Given records →
##########

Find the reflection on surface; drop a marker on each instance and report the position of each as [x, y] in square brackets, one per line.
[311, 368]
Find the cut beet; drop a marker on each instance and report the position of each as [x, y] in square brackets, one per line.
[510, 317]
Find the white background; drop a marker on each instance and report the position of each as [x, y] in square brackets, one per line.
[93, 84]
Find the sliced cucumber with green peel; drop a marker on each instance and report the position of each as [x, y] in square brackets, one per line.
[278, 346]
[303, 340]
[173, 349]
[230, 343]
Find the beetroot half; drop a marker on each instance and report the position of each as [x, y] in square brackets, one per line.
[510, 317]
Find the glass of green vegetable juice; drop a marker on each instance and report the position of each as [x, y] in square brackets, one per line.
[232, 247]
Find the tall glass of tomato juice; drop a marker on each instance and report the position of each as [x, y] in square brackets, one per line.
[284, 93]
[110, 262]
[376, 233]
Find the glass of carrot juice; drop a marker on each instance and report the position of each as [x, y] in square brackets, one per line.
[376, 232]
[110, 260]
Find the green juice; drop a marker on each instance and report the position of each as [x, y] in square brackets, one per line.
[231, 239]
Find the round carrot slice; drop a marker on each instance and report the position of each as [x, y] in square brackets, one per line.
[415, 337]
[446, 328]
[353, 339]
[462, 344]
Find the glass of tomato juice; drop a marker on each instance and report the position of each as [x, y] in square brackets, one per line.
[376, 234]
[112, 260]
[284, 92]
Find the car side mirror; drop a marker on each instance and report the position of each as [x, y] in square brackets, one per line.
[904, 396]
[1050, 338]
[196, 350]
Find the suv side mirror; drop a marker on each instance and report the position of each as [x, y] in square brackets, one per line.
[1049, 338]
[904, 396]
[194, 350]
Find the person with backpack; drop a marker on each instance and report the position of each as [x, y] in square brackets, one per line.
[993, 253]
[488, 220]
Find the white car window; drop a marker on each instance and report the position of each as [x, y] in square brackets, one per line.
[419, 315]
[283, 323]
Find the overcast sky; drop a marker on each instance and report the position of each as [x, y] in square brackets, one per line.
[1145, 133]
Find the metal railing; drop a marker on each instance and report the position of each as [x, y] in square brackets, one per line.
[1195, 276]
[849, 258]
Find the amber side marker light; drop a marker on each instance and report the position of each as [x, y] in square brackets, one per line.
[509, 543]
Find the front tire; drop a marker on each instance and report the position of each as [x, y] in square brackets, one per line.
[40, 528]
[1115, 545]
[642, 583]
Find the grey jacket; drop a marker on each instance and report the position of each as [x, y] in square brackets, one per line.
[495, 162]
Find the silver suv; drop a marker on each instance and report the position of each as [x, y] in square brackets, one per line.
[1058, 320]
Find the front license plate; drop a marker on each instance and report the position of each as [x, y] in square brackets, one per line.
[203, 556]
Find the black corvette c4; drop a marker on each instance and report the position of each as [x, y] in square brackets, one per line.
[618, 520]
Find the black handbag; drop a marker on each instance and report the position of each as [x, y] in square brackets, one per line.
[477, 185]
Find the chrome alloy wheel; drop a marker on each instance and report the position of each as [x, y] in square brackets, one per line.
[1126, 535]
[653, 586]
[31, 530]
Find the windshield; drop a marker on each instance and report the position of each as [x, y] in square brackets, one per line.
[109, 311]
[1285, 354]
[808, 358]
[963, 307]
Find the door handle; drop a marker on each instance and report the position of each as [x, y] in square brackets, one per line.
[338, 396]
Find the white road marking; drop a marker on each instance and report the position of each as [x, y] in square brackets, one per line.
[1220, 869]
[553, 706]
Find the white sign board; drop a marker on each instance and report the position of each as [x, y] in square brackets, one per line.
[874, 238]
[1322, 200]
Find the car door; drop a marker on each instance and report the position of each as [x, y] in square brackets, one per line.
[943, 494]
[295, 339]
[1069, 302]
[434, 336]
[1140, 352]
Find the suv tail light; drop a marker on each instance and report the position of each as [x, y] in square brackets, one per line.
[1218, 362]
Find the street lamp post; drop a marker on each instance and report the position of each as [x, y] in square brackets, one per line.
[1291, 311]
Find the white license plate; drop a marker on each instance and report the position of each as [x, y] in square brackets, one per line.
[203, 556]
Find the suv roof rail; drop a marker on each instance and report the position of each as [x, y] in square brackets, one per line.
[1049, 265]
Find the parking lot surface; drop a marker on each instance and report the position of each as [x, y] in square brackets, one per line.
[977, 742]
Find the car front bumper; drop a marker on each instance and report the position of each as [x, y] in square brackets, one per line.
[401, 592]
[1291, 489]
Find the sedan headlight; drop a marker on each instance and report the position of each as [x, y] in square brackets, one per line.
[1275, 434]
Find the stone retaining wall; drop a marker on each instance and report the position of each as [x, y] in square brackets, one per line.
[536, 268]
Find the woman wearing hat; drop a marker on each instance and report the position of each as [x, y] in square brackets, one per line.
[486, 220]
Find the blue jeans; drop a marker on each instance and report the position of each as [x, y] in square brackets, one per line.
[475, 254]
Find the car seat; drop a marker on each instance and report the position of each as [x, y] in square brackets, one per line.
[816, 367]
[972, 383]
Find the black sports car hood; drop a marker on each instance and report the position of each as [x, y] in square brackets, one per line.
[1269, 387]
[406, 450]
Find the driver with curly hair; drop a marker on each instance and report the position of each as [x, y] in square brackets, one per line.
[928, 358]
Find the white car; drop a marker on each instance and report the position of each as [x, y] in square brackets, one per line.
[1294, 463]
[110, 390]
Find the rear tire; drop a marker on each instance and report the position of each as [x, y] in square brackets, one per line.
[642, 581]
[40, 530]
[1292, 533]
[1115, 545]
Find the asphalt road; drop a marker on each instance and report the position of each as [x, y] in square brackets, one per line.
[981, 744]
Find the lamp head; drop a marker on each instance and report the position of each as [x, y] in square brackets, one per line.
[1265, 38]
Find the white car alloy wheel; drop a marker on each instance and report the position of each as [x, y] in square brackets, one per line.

##########

Problem to work on → Lay out every line of the records above as a JSON list of strings, one string per line, omitting blank lines.

Output for this task →
[
  "Find the reflection on surface; drop a marker on each instance and report the position of each as [x, y] in square brackets, one per line.",
  "[311, 368]",
  "Find the cut beet; drop a marker on each instance and report the position of each as [x, y] in square brackets, one per line.",
  "[510, 317]",
  "Find the white background; drop a marker on each instance and report the position of each as [x, y] in square brackets, one per line.",
  "[93, 84]",
  "Find the sliced cucumber with green peel; drop a marker on each instance and report the position of each as [x, y] in square brackets, one per line.",
  "[278, 346]",
  "[303, 340]",
  "[173, 349]",
  "[230, 343]",
  "Find the beetroot half; drop a marker on each instance and report the position of each as [x, y] in square brackets, one per line.",
  "[510, 317]",
  "Find the glass of green vegetable juice; drop a marker on each instance and report the position of each as [x, y] in square brackets, one per line.",
  "[232, 247]",
  "Find the tall glass of tomato juice; drop a marker on each instance and report the position of each as [x, y] in square brackets, one per line.",
  "[284, 93]",
  "[110, 262]",
  "[376, 233]",
  "Find the glass of carrot juice; drop a marker on each instance and report the position of each as [x, y] in square brackets, one per line.",
  "[376, 232]",
  "[110, 260]",
  "Find the green juice; drop a marker on each instance and report the position of each as [x, y] in square brackets, one per line.",
  "[231, 239]",
  "Find the round carrot slice; drop a marker on each instance and report the position of each as [x, y] in square brackets, one per line.",
  "[415, 337]",
  "[446, 328]",
  "[353, 339]",
  "[462, 344]",
  "Find the glass of tomato juice; drop a marker on each instance and report the position of each as [x, y] in square brackets, one per line.",
  "[376, 234]",
  "[112, 260]",
  "[284, 92]",
  "Find the car side mirror; drop a marker on each instance and report the position of each as [x, y] in square brackets, one per line.",
  "[904, 396]",
  "[1050, 338]",
  "[196, 350]",
  "Find the suv side mirror; drop a marker on each instance and report the position of each as [x, y] in square brackets, one per line.",
  "[1049, 338]",
  "[904, 396]",
  "[194, 350]",
  "Find the person with backpack; drop a marker on each instance and report the position of each as [x, y] in square brackets, one per line.",
  "[993, 253]",
  "[488, 220]",
  "Find the white car window; drop a marker on each instance and report the position of each as [x, y] in square brackets, one per line.",
  "[419, 315]",
  "[283, 323]",
  "Find the overcast sky; drop a marker on each instance and report the position of each as [x, y] in square brackets, one per line.",
  "[1145, 133]",
  "Find the metal railing; drop a marker on each instance and report the position of each as [x, y] in square brackets, one per line.",
  "[1195, 276]",
  "[849, 258]",
  "Find the amber side marker light; drop a marker on each instance and report the position of each as [x, y] in square brackets, one per line.",
  "[509, 543]",
  "Find the front tire; drop a marker on each instance and report the position of each as [x, y] in square brackets, one per line.",
  "[40, 528]",
  "[1115, 545]",
  "[642, 583]",
  "Find the grey jacket; drop a marker on each instance and report the position of each as [x, y] in square brackets, one per line.",
  "[495, 162]",
  "Find the silver suv; drop a marker on each instance and report the position of each as [x, y] in square brackets, one per line.",
  "[1058, 320]",
  "Find the front license plate; drop a marker on each instance and report the position of each as [x, y] in square brackets, one per line.",
  "[203, 556]",
  "Find the black corvette c4; drop a marker on each instance and report the position of each as [x, y] in square brackets, one per line.",
  "[618, 520]",
  "Find the black handbag; drop a marker on each instance and report the position of each as [x, y] in square brackets, one per line.",
  "[477, 185]",
  "Find the chrome alloy wheel; drop a marker on each instance and report the position of each as [x, y] in square brackets, one per line.",
  "[1126, 535]",
  "[653, 586]",
  "[31, 530]",
  "Find the windshield; drop a marker on each instance and report the position of each as [x, y] in square brackets, one per line.",
  "[109, 311]",
  "[1285, 354]",
  "[808, 358]",
  "[963, 307]",
  "Find the door handle; drop a marker on each instance and report the position of each as [x, y] in square brackets, one per line.",
  "[338, 396]",
  "Find the white road marking; drop a marker on each instance and report the position of each as [x, y] in square brackets, one per line.",
  "[1220, 869]",
  "[553, 706]",
  "Find the white sign board; drop a marker on each instance and report the position of each as [x, y] in square brackets, one per line.",
  "[874, 238]",
  "[1322, 200]",
  "Find the car door; drop a marker on each instance and report the position of each as [x, y] in square brackets, one per line.",
  "[943, 494]",
  "[295, 339]",
  "[1069, 302]",
  "[434, 336]",
  "[1140, 352]",
  "Find the suv tail light; drop a marker on each instance and report the position of each as [x, y] in square brackets, one per line.",
  "[1218, 362]",
  "Find the street lamp post; drop a marker on each instance and report the position of each as [x, y] in square brackets, one per line.",
  "[1291, 311]",
  "Find the white license plate; drop a marker on each instance and report the position of each as [x, y] in square brackets, one per line.",
  "[203, 556]",
  "Find the suv roof rail; drop a marker on each instance and report the position of each as [x, y] in square brackets, one per line.",
  "[1049, 265]",
  "Find the parking lot surface; drop a marker on each instance and report the position of each as [x, y] in square brackets, one per line.",
  "[977, 742]",
  "Find the car front bumper; drop a marker on each instance and report the position of each as [x, y] in square brackets, one per line.",
  "[401, 592]",
  "[1291, 489]",
  "Find the sedan headlight; drop a marker on each instance and report the position of each as [x, y] in square brackets, one per line.",
  "[1275, 434]",
  "Find the stone retaining wall; drop a marker on each instance and report the position of each as [x, y] in square brackets, one per line.",
  "[536, 268]",
  "Find the woman wearing hat; drop a marker on each instance and report the position of each as [x, y] in square brackets, one per line.",
  "[486, 220]",
  "Find the blue jeans; drop a marker on each instance and report the position of each as [x, y] in square brackets, one per line.",
  "[475, 254]",
  "Find the car seat; drop a marker on each instance and report the position of each as [x, y] in square brackets, one per line.",
  "[816, 367]",
  "[972, 383]",
  "Find the black sports car hood; drop a marker on each instance and report the position of each as [x, y] in square brackets, one per line.",
  "[1269, 387]",
  "[406, 450]",
  "Find the driver with curly hair; drop a marker on each instance and report the position of each as [x, y] in square brackets, one per line.",
  "[928, 358]",
  "Find the white car; drop a marker on each instance and report the position of each as [x, y] in square brackets, one per line.",
  "[1294, 463]",
  "[110, 390]",
  "Find the rear tire; drop a marker on each instance and report the position of each as [x, y] in square brackets, one per line.",
  "[642, 581]",
  "[40, 530]",
  "[1292, 533]",
  "[1115, 545]",
  "Find the asphalt road; drop a marker on each instance and report the position of each as [x, y] in square brackets, one per line.",
  "[981, 744]",
  "Find the lamp head; drop a marker on each instance and report the position of each as [x, y] in square brackets, one per line.",
  "[1265, 38]",
  "Find the white car alloy wheel; drop a marker on each instance and report the position of each as [x, y] in square brackets, one per line."
]